> _Text_:
= = = = =

May of 1899: The United States’ first ever speeding ticket has just been issued to New York cab driver Jacob German.

The Brooklyn Daily Eagle reports that German is “the first man arrested for running an automobile too fast” after being clocked at 12 mph on Lexington Avenue. He is pursued and arrested by a fast-pedaling Bicycle Roundsman. Both German and his employers at the Electric Vehicle Company (of 1683 Broadway) are said to be “shocked” (no pun intended) when he is locked up in the East 22nd Street police station.

Brooklyn Daily Eagle/newspapers.com

Really, the surprise is that New York’s electric taxi drivers haven’t sooner been pinched for exceeding the eight-mph speed limit. The cabs have been commonplace in Manhattan for two years and hundreds of them ply their trade on the streets of the Big Apple.

The vehicles are all locally made—first by the Electric Carriage and Wagon Company and subsequently by the Electric Vehicle Company, after a takeover.

The cabs are modified Electrobats, from 1894, originally designed and built by Philadelphia chemist Pedro Salom and his inventor partner Henry Morris. Their first Elecrobat is a rugged 4400-pound vehicle powered by a ship motor and constructed to take on the city’s unmade roads. The taxis are modeled on the Electrobat II—a far lighter 1800-pound machine.

The vehicles built in New York begin to see service from 1897 and, within their first month, Salom and Morris claim their 13 taxis have served over 1000 passengers and travelled 2000 miles.

As is still the way today, range is an issue for the cabs, but this is overcome with a battery swap system at the company’s workshop in a former ice skating rink on Broadway. Here the taxis roll in and have their 1300-pound battery packs removed by a hydraulic piston, then hauled away for charging, while another pack is put in its place. It’s quite some engineering task, but it’s effective.

The Manhattan cabs prove such a success that the business expands to neighboring New Jersey, Boston, Chicago and Newport and the company is, albeit briefly, the biggest auto manufacturer in the United States, producing around 2000 cars in total.

By 1901, however, it’s all falling apart. The cab operations outside of the New York have been mismanaged, there’s a campaign against electric vehicles led by Horseless Age magazine whose editor is an “autoelectrophobe” and promotes the internal combustion engine. Oldsmobile takes the lead in terms of vehicle production and, despite efforts to stay afloat by purchasing other electric car makers including Columbia and Riker, the company collapses into bankruptcy in 1907.

Almost 100 years will pass before electrified taxis hit New York again when the city begins to encourage cab companies to use hybrid vehicles such as the Toyota Prius and Ford Escape. Only in 2019 is the fully electric Tesla Model 3 approved by the New York Taxi and Limousine Commission.

What goes around comes around. Eventually.

= = = = =

> _Items_:

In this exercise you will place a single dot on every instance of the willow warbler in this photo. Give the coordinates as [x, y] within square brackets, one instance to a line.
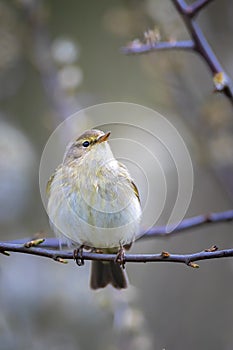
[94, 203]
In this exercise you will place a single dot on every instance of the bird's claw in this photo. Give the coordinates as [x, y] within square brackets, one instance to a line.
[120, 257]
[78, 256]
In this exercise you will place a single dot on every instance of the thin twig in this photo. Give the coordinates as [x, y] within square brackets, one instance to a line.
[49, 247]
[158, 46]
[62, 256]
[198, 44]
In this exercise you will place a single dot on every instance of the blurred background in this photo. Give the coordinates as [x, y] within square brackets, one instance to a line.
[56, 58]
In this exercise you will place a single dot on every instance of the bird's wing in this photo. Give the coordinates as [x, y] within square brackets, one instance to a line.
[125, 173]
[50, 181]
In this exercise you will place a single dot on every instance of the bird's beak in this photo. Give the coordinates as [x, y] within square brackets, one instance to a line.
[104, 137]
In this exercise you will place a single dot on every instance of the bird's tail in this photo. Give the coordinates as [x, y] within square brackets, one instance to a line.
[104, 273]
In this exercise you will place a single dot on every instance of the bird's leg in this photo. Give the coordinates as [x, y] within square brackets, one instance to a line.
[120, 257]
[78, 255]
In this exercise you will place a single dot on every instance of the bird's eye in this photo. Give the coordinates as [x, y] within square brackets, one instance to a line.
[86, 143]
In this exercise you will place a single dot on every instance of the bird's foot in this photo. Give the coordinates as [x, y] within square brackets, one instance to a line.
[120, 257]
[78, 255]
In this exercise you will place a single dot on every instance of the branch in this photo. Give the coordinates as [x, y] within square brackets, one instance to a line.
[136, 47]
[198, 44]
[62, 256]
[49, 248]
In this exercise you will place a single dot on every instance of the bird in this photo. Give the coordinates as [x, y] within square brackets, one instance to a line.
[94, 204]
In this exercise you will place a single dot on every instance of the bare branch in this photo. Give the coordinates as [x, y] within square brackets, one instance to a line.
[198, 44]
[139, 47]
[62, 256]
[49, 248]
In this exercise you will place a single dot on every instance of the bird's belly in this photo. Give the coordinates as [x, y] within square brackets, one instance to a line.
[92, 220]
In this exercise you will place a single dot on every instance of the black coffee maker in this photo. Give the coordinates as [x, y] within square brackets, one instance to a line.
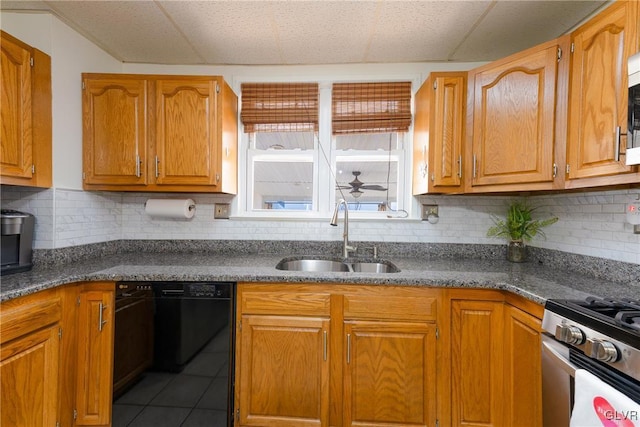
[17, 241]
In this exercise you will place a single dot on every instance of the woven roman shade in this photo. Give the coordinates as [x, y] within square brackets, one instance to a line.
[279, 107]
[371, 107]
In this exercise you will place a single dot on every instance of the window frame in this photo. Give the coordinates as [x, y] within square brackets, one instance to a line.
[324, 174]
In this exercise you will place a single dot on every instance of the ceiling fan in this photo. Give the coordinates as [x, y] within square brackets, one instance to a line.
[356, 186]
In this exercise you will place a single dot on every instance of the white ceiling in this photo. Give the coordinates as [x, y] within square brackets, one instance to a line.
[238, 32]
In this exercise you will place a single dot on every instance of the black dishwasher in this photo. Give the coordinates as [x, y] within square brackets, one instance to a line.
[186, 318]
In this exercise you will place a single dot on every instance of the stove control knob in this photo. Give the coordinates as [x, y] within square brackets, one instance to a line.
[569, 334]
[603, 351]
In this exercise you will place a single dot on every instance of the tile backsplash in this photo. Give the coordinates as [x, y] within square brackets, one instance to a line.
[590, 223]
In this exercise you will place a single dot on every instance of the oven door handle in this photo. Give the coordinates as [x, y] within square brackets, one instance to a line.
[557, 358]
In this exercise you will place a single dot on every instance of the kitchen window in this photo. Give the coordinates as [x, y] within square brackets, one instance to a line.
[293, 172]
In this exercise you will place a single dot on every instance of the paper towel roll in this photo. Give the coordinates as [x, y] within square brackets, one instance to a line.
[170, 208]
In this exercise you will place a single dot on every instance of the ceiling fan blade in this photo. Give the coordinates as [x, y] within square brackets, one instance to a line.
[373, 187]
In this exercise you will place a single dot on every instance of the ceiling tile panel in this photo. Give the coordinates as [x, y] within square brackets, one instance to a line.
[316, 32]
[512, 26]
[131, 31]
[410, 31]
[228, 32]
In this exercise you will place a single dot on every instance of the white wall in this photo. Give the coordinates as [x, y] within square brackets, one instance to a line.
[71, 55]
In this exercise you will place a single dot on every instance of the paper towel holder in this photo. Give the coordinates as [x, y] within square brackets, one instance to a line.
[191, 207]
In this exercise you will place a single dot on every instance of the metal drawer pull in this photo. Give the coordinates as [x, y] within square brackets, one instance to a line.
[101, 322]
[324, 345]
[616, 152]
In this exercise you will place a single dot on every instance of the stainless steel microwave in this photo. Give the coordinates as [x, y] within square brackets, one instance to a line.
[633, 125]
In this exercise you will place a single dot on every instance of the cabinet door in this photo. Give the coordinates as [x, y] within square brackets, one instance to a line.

= = = = =

> _What is asked_: Quote the passage on New York's early electric taxis from "By 1901, however, it’s" up to and including "comes around. Eventually.".

> _Completed task_:
By 1901, however, it’s all falling apart. The cab operations outside of the New York have been mismanaged, there’s a campaign against electric vehicles led by Horseless Age magazine whose editor is an “autoelectrophobe” and promotes the internal combustion engine. Oldsmobile takes the lead in terms of vehicle production and, despite efforts to stay afloat by purchasing other electric car makers including Columbia and Riker, the company collapses into bankruptcy in 1907.

Almost 100 years will pass before electrified taxis hit New York again when the city begins to encourage cab companies to use hybrid vehicles such as the Toyota Prius and Ford Escape. Only in 2019 is the fully electric Tesla Model 3 approved by the New York Taxi and Limousine Commission.

What goes around comes around. Eventually.